— begin MATERIAL —

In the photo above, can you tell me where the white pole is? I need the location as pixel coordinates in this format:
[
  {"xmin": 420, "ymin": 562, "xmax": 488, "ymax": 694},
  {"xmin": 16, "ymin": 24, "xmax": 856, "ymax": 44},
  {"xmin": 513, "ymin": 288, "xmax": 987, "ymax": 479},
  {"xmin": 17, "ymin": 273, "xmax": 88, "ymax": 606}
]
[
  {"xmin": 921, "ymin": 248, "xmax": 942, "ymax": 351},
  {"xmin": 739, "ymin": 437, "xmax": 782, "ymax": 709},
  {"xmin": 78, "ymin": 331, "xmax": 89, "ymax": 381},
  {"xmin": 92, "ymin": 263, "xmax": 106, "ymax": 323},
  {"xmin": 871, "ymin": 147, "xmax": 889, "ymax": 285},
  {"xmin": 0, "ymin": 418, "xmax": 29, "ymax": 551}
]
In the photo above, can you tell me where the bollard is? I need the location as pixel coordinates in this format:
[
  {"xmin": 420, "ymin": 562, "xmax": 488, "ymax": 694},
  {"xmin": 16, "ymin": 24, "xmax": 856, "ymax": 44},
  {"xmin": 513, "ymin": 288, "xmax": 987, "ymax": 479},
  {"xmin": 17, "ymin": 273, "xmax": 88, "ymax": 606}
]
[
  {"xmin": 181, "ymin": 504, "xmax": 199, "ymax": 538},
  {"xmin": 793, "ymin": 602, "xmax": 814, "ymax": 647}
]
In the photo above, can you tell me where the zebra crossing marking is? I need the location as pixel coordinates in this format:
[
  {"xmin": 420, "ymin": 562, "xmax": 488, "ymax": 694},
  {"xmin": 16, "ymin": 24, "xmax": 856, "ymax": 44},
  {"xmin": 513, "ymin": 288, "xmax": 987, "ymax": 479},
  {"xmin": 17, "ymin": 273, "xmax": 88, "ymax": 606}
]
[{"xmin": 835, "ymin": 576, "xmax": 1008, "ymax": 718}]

— end MATERIAL —

** WHAT IS REQUIRED **
Could you edit the listing above so that every "pixel coordinates" becomes "box coordinates", with everything else left unchanged?

** RESPONSE FOR THIS EXERCISE **
In the photo above, can you tell me where the white pole is? I need the location as box coordinates in this format:
[
  {"xmin": 420, "ymin": 562, "xmax": 488, "ymax": 694},
  {"xmin": 16, "ymin": 24, "xmax": 856, "ymax": 44},
  {"xmin": 513, "ymin": 288, "xmax": 987, "ymax": 479},
  {"xmin": 17, "ymin": 273, "xmax": 88, "ymax": 606}
]
[
  {"xmin": 921, "ymin": 248, "xmax": 942, "ymax": 351},
  {"xmin": 739, "ymin": 437, "xmax": 782, "ymax": 709},
  {"xmin": 78, "ymin": 331, "xmax": 89, "ymax": 381},
  {"xmin": 92, "ymin": 263, "xmax": 106, "ymax": 323},
  {"xmin": 871, "ymin": 147, "xmax": 889, "ymax": 285},
  {"xmin": 0, "ymin": 418, "xmax": 29, "ymax": 551}
]
In the photo above, can you tell me where the bollard is? I need the location as box coordinates in this format:
[
  {"xmin": 420, "ymin": 562, "xmax": 488, "ymax": 694},
  {"xmin": 16, "ymin": 24, "xmax": 856, "ymax": 44},
  {"xmin": 513, "ymin": 288, "xmax": 987, "ymax": 479},
  {"xmin": 17, "ymin": 273, "xmax": 88, "ymax": 606}
]
[
  {"xmin": 181, "ymin": 504, "xmax": 199, "ymax": 538},
  {"xmin": 793, "ymin": 602, "xmax": 814, "ymax": 647}
]
In the photo above, can you tell me where the zebra crossing marking is? I need the location as box coordinates in this format:
[
  {"xmin": 420, "ymin": 562, "xmax": 488, "ymax": 694},
  {"xmin": 16, "ymin": 24, "xmax": 856, "ymax": 44},
  {"xmin": 513, "ymin": 288, "xmax": 987, "ymax": 479},
  {"xmin": 17, "ymin": 273, "xmax": 88, "ymax": 606}
]
[{"xmin": 835, "ymin": 576, "xmax": 1008, "ymax": 718}]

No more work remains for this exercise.